* **Text passage**
--- START ---

Results obtained in in vivo studies in PTX3-deficient mice agree with our hypotheses and indicate that PTX3 is involved in tissue repair and in modulating complement-dependent cancer-related inflammation.
Activities performed showed that PTX3 plays a non-redundant role in tissue repair in a skin wound healing model (Figure 1) as well as in different models of tissue damage (i.e. chemically-induced sterile liver and lung injury). Under these conditions, macrophages and mesenchymal cells produced PTX3 in response to TLR activation and amplification by IL-1, localizing to the pericellular matrix of macrophages and mesenchymal-remodeling cells. PTX3-deficiency was associated with increased clot formation, fibrin deposition and persistence, followed by increased collagen deposition (Figure 2). We found that PTX3, and in particular its N-terminal domain, interacts with fibrin and plasminogen, with higher affinity observed at acidic pH, a condition which occurs in damaged tissues (Figure 3). In vitro and in vivo studies demonstrated that by these interactions, PTX3 promoted remodelling of the fibrin-rich inflammatory matrix ensuring a normal tissue repair, thus providing a novel link between innate immunity, haemostasis and tissue repair.
Concerning PTX3 in cancer, activities performed showed that PTX3-deficiency in mice caused increased susceptibility to mesenchymal and epithelial carcinogenesis (Figure 4). PTX3-deficiency was associated with exacerbated cancer-related inflammation as revealed by enhanced macrophage infiltration in tumours, pro-inflammatory cytokine production, and complement activation. PTX3 regulated C3-deposition on sarcoma cells by interacting with and recruiting the negative regulator Factor H (Figure 5). Indeed, genetic inactivation of C3 reverted the increased susceptibility to 3-MCA-induced carcinogenesis and macrophage recruitment. These results indicate that unleashed complement activation and increased C5a production associated to PTX3-decifiency are responsible of exacerbated production of chemokines, increased recruitment of tumor promoting macrophages.

--- END ---

* **Data listing**
--- START ---

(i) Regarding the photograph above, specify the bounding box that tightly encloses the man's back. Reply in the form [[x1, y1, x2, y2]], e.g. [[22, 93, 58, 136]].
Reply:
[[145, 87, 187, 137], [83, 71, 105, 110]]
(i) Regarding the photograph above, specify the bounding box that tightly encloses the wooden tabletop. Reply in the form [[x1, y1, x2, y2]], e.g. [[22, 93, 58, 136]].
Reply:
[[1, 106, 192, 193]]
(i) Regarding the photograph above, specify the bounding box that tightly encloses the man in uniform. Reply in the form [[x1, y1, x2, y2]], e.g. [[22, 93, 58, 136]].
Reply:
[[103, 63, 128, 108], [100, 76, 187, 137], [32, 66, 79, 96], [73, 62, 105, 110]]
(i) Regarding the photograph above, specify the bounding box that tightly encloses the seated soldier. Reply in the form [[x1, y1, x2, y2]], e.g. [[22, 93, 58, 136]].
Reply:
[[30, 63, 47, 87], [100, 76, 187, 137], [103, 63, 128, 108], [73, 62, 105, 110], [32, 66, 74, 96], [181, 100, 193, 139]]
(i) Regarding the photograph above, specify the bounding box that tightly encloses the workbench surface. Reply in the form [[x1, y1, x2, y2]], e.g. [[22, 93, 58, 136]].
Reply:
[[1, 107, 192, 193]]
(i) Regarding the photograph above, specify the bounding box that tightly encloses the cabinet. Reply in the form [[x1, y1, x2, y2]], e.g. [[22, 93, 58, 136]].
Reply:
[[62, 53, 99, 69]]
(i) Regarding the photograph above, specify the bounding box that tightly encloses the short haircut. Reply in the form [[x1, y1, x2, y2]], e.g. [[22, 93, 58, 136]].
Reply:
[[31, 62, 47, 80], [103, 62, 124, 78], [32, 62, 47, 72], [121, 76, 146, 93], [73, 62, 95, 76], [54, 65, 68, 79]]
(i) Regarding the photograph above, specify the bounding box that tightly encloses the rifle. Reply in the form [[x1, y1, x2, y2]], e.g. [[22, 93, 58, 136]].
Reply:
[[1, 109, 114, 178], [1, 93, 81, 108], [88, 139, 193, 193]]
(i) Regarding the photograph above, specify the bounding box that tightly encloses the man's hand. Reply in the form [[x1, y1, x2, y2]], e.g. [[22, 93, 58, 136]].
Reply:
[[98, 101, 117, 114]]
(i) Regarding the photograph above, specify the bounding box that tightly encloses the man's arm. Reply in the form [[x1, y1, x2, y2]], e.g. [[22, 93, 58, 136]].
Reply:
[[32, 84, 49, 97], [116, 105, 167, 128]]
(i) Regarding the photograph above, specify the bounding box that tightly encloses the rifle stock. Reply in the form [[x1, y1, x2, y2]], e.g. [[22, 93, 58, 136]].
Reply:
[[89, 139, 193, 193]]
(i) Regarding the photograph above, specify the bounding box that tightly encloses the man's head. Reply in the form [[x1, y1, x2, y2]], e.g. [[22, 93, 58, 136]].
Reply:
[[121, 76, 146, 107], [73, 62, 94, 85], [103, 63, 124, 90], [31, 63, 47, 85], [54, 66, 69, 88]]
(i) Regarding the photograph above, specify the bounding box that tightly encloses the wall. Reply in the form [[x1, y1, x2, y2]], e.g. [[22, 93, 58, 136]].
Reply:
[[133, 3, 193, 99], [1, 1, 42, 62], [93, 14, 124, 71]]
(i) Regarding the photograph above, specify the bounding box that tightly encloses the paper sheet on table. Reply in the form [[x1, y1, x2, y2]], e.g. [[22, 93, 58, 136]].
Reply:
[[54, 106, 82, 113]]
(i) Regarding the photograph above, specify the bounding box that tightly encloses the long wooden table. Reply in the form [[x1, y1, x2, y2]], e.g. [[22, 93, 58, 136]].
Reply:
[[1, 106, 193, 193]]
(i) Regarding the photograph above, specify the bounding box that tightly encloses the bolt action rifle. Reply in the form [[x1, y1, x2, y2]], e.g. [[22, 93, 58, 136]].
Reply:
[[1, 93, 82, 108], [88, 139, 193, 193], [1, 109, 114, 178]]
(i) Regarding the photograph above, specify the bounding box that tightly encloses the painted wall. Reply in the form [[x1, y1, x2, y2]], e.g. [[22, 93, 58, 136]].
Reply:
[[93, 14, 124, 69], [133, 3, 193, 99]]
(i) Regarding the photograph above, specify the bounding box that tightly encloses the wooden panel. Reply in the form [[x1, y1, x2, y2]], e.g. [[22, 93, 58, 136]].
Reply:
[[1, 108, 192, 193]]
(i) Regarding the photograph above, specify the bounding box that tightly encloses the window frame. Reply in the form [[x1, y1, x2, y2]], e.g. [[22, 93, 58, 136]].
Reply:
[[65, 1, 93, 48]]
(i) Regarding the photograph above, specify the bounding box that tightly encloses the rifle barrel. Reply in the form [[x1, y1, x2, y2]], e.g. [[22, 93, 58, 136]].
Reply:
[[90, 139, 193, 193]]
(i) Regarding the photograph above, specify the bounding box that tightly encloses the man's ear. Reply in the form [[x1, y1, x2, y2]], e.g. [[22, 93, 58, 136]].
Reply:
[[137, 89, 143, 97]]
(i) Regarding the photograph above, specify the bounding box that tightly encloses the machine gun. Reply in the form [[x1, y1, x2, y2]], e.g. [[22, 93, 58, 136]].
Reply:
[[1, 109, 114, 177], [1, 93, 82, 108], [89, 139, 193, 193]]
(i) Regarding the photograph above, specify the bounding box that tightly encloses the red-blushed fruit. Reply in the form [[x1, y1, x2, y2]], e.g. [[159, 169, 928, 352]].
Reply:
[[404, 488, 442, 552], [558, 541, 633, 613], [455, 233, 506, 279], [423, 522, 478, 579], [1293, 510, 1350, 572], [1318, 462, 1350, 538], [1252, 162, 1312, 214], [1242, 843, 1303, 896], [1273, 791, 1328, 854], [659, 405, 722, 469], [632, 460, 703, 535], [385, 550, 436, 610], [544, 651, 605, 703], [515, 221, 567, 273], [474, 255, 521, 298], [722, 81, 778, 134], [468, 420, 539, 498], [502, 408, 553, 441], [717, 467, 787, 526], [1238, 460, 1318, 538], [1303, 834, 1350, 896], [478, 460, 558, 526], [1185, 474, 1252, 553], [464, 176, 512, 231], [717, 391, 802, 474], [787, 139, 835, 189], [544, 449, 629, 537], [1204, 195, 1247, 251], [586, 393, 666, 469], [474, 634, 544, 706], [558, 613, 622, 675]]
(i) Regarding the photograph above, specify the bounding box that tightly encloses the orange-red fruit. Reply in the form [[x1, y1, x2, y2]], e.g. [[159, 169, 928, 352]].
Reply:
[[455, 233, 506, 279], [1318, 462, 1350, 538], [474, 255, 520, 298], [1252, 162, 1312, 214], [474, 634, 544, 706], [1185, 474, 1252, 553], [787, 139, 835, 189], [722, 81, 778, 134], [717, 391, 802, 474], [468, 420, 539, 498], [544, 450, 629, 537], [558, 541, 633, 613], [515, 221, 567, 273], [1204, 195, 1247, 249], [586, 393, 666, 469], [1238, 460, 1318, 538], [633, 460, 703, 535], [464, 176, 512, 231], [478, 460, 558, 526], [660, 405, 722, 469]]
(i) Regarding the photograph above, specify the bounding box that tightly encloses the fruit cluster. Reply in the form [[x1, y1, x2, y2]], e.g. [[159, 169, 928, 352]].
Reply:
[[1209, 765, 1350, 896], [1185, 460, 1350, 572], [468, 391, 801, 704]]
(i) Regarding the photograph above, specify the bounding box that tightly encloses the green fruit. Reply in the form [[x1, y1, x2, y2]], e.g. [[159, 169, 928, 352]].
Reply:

--- END ---

* **Problem statement**
Reproduce the PTX3 text between "Concerning PTX3 in" and "tumor promoting macrophages.", inclusive, substituting "tumor cells" for "sarcoma cells".

* **Answer**
Concerning PTX3 in cancer, activities performed showed that PTX3-deficiency in mice caused increased susceptibility to mesenchymal and epithelial carcinogenesis (Figure 4). PTX3-deficiency was associated with exacerbated cancer-related inflammation as revealed by enhanced macrophage infiltration in tumours, pro-inflammatory cytokine production, and complement activation. PTX3 regulated C3-deposition on tumor cells by interacting with and recruiting the negative regulator Factor H (Figure 5). Indeed, genetic inactivation of C3 reverted the increased susceptibility to 3-MCA-induced carcinogenesis and macrophage recruitment. These results indicate that unleashed complement activation and increased C5a production associated to PTX3-decifiency are responsible of exacerbated production of chemokines, increased recruitment of tumor promoting macrophages.